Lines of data
*****

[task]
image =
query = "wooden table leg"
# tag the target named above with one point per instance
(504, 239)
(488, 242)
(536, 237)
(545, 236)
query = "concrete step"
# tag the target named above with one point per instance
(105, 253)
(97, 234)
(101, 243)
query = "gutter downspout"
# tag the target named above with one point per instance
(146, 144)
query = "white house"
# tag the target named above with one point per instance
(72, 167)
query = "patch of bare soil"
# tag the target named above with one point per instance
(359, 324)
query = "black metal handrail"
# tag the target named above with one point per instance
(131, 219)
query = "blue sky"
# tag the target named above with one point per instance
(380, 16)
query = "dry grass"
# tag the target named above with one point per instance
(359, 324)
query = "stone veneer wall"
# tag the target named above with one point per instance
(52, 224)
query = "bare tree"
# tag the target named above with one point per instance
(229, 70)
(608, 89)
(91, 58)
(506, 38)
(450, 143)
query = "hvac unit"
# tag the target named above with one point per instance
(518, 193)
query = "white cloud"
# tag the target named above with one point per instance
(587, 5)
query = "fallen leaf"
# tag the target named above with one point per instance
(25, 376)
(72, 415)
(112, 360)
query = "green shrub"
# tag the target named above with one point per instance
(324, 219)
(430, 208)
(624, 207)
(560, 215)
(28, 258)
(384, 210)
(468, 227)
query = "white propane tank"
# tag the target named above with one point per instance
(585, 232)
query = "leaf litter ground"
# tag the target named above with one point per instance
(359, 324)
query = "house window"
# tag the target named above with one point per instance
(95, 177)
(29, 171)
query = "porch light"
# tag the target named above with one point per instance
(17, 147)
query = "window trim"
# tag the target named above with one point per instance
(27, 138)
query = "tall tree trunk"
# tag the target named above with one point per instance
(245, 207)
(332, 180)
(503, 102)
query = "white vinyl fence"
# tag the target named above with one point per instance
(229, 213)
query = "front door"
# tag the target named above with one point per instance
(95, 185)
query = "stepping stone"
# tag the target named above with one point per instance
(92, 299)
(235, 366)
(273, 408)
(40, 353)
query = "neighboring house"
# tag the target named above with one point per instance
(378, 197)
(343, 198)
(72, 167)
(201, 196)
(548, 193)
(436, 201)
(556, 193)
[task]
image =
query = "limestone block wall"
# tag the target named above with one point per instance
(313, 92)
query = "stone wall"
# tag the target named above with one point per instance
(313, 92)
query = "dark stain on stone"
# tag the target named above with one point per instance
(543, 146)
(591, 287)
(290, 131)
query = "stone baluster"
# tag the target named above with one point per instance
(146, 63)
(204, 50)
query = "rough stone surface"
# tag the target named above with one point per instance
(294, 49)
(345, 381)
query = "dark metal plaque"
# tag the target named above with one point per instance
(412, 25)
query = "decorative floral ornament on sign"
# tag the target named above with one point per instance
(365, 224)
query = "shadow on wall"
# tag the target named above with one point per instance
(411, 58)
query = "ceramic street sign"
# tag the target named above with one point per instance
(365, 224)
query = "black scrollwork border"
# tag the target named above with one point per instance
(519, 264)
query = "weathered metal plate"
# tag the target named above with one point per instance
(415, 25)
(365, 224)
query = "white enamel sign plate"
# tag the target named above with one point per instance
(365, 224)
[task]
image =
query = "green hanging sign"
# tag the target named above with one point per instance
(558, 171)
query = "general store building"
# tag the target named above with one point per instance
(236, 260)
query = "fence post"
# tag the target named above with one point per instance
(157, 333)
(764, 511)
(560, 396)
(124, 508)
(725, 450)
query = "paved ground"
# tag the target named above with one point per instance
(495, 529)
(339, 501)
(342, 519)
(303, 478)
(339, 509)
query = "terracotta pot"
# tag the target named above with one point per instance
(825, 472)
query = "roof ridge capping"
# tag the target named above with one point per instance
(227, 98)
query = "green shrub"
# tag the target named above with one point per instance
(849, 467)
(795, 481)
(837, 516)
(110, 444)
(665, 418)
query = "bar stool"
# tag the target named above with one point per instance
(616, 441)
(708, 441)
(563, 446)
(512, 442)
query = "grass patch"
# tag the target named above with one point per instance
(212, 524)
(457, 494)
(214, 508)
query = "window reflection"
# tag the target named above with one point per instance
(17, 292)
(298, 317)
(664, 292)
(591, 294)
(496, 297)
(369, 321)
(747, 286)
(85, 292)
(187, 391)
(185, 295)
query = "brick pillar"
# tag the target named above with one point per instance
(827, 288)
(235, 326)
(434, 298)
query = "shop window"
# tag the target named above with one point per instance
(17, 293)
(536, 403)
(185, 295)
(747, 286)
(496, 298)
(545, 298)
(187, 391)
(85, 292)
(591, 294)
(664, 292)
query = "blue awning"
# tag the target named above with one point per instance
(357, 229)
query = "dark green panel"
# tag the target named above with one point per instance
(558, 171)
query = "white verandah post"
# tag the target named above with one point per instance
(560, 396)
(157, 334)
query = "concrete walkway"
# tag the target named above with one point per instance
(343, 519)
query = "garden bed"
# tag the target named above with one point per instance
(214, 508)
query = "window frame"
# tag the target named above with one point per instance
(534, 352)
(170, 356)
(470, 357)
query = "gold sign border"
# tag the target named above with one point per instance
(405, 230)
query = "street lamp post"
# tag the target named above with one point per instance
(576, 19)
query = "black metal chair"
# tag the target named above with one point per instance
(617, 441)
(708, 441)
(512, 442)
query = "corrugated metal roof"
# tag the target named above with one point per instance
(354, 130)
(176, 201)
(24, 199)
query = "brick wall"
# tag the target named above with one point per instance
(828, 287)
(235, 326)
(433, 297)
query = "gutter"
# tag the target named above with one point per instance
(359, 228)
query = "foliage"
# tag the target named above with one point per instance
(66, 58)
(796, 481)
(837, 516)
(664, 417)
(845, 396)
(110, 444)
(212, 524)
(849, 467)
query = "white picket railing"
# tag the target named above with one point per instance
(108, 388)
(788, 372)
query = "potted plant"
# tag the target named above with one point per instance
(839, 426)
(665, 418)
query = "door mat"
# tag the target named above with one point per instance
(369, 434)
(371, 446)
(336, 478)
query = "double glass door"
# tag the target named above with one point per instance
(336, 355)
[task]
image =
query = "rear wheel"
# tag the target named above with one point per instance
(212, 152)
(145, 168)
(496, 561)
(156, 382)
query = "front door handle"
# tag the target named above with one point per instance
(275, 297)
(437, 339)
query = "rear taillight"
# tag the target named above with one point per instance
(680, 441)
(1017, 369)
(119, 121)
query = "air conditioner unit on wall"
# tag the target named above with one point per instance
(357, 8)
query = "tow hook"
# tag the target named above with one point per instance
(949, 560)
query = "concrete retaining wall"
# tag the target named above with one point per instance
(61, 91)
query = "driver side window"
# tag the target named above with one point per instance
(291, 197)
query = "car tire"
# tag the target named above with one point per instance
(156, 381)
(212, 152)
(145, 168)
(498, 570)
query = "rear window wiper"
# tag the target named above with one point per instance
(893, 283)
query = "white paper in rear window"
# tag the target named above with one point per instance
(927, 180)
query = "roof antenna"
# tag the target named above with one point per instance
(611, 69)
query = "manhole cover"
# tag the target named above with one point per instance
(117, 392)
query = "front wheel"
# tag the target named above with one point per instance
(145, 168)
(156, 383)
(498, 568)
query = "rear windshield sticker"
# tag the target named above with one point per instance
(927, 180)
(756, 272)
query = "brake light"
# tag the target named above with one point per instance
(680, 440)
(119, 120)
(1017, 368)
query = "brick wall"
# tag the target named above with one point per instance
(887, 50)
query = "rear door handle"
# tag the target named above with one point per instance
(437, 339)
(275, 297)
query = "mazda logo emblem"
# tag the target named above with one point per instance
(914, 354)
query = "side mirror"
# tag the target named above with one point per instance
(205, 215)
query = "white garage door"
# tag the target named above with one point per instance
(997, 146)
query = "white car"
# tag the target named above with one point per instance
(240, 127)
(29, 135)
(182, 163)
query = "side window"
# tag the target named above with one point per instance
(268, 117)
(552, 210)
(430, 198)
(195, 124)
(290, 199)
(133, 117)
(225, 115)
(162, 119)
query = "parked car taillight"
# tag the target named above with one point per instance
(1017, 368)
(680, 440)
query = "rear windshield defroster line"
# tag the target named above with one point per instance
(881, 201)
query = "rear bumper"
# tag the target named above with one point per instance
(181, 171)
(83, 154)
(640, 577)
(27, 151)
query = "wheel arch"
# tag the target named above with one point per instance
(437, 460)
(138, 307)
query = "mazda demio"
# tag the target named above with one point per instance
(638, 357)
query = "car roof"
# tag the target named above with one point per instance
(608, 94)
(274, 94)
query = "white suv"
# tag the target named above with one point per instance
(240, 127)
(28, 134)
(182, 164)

*****

Collect and copy every line of the material that contains the string "bare", treating uppercase and lowercase letters as different.

query = "patch of bare soil"
query = "bare tree"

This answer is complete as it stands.